■ **Try it**: Scan the records below for the line with "Q. Point to the terracotta pot;" and the line with "Q. Point to the soil". Repeat those two lines and every line between them exactly, and nothing else.

(Stored entries)
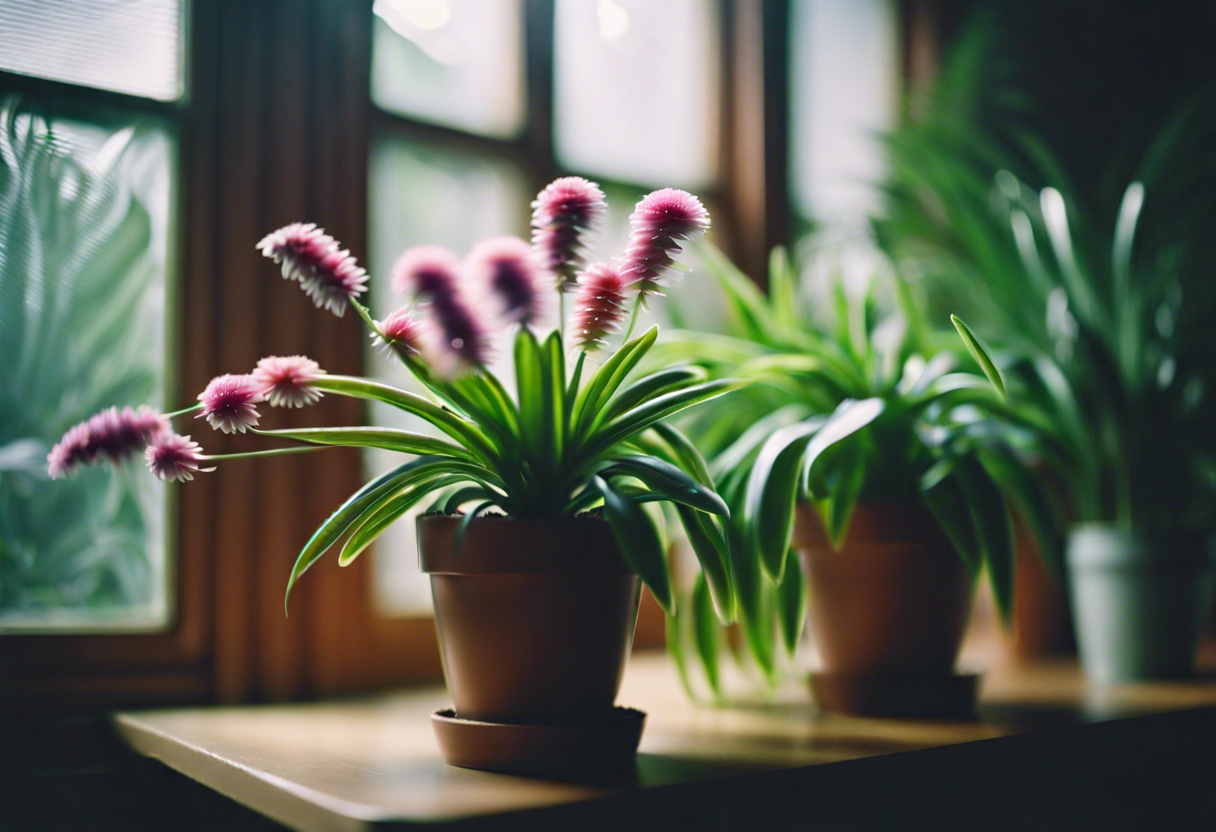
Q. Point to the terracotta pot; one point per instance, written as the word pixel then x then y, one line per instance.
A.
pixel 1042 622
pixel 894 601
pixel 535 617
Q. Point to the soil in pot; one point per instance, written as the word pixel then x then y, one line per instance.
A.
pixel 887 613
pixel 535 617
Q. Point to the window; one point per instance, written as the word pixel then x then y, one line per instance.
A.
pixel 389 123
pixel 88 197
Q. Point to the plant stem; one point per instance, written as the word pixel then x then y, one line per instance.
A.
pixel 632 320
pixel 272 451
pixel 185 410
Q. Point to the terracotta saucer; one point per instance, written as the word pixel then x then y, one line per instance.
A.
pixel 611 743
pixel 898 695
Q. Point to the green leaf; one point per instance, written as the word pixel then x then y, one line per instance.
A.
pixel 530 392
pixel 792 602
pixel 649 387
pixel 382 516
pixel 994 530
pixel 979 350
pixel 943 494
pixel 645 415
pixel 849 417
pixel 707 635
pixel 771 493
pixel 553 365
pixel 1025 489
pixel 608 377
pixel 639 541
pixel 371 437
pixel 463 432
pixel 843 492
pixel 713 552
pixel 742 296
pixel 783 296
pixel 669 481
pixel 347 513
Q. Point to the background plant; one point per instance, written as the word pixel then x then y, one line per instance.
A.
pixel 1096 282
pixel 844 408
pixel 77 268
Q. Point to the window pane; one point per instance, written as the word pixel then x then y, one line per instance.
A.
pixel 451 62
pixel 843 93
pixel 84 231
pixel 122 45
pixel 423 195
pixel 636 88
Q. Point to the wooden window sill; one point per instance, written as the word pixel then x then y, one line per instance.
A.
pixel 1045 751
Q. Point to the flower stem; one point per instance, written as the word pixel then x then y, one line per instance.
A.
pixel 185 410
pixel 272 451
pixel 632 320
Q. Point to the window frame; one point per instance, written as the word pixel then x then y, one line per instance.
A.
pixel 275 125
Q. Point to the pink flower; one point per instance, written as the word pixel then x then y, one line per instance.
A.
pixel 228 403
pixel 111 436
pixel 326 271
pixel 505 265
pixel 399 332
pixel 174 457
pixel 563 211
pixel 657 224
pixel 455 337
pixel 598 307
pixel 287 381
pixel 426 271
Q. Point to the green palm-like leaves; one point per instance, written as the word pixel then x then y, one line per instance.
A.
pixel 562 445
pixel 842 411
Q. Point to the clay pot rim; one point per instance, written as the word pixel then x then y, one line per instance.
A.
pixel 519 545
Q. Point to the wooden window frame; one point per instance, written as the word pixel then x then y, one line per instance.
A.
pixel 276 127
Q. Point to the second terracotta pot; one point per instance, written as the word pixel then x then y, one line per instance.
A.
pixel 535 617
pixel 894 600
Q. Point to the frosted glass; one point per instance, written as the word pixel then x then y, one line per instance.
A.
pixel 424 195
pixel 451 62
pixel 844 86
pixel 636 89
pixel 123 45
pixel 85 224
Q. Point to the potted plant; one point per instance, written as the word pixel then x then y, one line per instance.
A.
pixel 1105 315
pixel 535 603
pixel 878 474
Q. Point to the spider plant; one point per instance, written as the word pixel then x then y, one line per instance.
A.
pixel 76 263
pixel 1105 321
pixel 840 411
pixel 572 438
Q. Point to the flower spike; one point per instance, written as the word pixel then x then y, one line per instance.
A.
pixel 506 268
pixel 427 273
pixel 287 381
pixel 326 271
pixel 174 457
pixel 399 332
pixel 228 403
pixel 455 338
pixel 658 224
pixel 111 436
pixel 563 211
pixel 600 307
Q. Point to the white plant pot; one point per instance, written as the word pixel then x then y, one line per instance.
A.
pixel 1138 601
...
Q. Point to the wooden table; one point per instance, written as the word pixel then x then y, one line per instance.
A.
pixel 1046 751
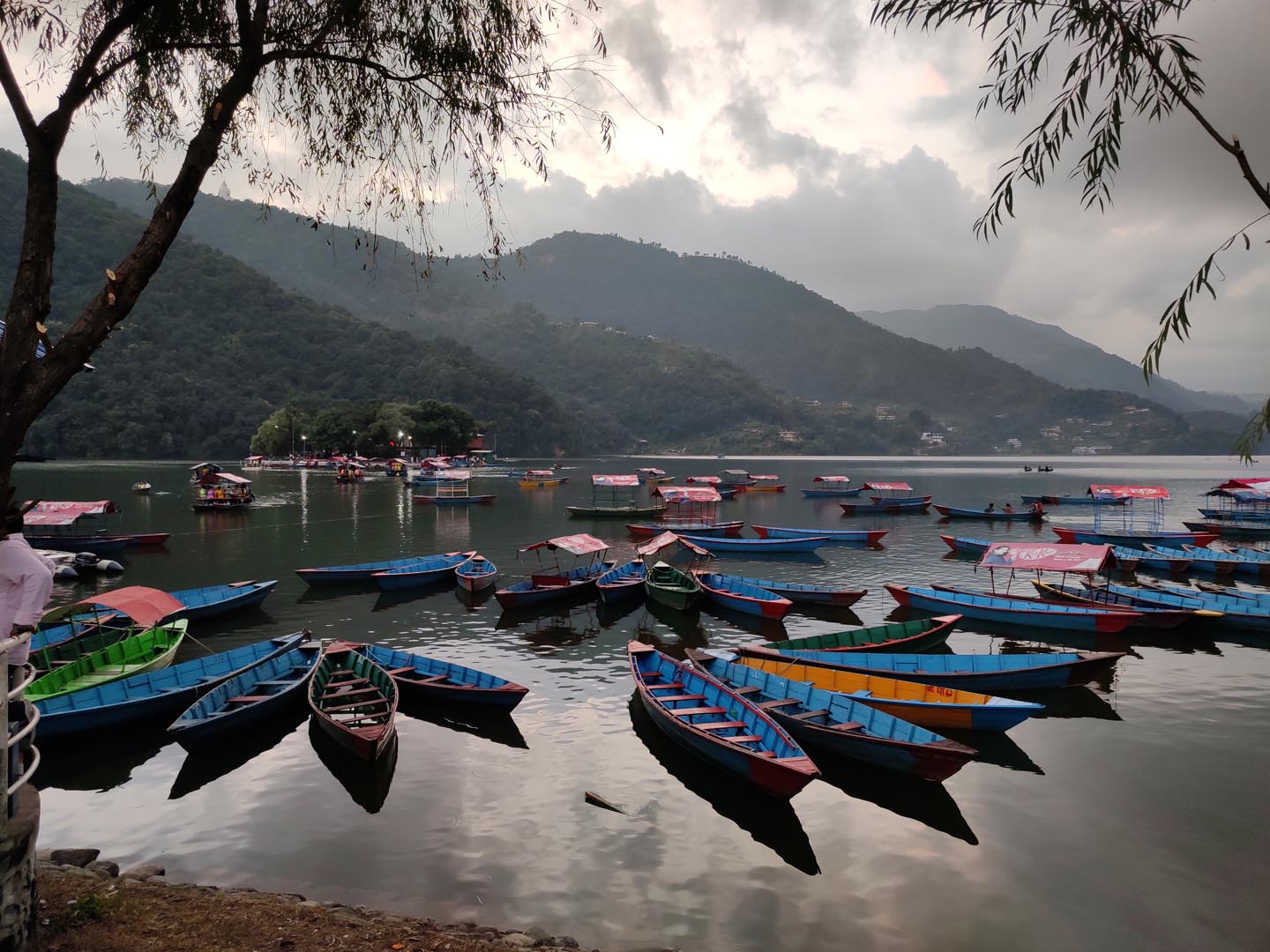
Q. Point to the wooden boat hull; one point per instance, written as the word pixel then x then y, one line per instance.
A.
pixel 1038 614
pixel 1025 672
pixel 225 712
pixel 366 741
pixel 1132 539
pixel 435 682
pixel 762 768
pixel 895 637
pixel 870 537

■ **Result for this exercise**:
Q. Point to the terracotta pot; one point per instance, written as the word pixel then x then y, one line per instance.
A.
pixel 1042 622
pixel 894 601
pixel 535 617
Q. Point to the soil in pot; one point per instance, written as the word pixel then x then y, one line per instance.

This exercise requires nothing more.